**TASK:** Could you copy out all of the entries below word for word, leaving the pictures out of your copy?

(Entries from a point annotation set)
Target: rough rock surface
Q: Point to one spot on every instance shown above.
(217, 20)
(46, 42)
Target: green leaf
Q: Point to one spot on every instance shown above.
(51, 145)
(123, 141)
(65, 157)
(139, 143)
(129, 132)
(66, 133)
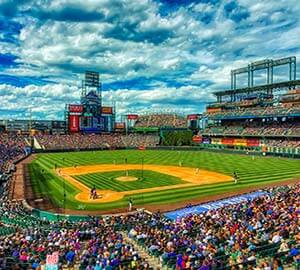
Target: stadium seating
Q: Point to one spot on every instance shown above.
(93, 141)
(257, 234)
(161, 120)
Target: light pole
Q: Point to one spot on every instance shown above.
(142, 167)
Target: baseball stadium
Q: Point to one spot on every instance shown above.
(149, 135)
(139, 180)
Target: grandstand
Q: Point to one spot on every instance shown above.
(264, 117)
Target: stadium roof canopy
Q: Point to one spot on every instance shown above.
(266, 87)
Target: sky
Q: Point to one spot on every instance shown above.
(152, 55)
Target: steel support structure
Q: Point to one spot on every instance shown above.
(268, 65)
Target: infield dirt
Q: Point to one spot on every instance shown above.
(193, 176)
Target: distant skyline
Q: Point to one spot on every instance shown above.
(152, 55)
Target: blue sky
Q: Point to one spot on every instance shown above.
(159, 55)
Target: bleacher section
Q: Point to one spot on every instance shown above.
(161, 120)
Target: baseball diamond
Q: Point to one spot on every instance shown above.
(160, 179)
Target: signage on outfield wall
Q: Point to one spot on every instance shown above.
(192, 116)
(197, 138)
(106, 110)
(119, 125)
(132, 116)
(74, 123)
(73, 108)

**OUTPUT BELOW:**
Target: rough rock surface
Q: Point to one spot on every instance shown above.
(217, 20)
(46, 42)
Target: green leaf
Q: Point to one spot on every instance shown above.
(51, 145)
(123, 141)
(65, 157)
(139, 143)
(129, 132)
(66, 133)
Target: stadium seating
Q: Point to one spot on every instance shown above.
(93, 141)
(257, 234)
(161, 120)
Target: light pole
Q: Point to one spot on every instance shown above.
(142, 167)
Target: baseball stadium
Q: Point to one spot on every instance shown above.
(149, 135)
(139, 180)
Target: grandstand
Q: Point to one spot on every instance shown above.
(264, 117)
Target: stadium roof canopy
Q: Point to one spot on every instance shown above.
(266, 87)
Target: sky
Q: Point to one spot on every instance shown above.
(152, 55)
Target: steel support structure
Q: Point to one spot on every instance shown above.
(268, 65)
Target: infield dirt
Q: Point to one spot on every instance shown above.
(193, 176)
Target: distant skyline
Q: Point to one spot on every instance shown above.
(152, 55)
Target: blue sky
Q: Point to one spot on every instance shown above.
(159, 55)
Target: bleacher section
Q: Point to one spot on every instance shown above.
(161, 120)
Target: baseball diamond
Q: Point to one spot on every instance shown above.
(160, 179)
Target: signage on outfield wall
Q: Point to one spot on every instance shown above.
(192, 116)
(197, 138)
(106, 110)
(119, 125)
(132, 116)
(74, 123)
(73, 108)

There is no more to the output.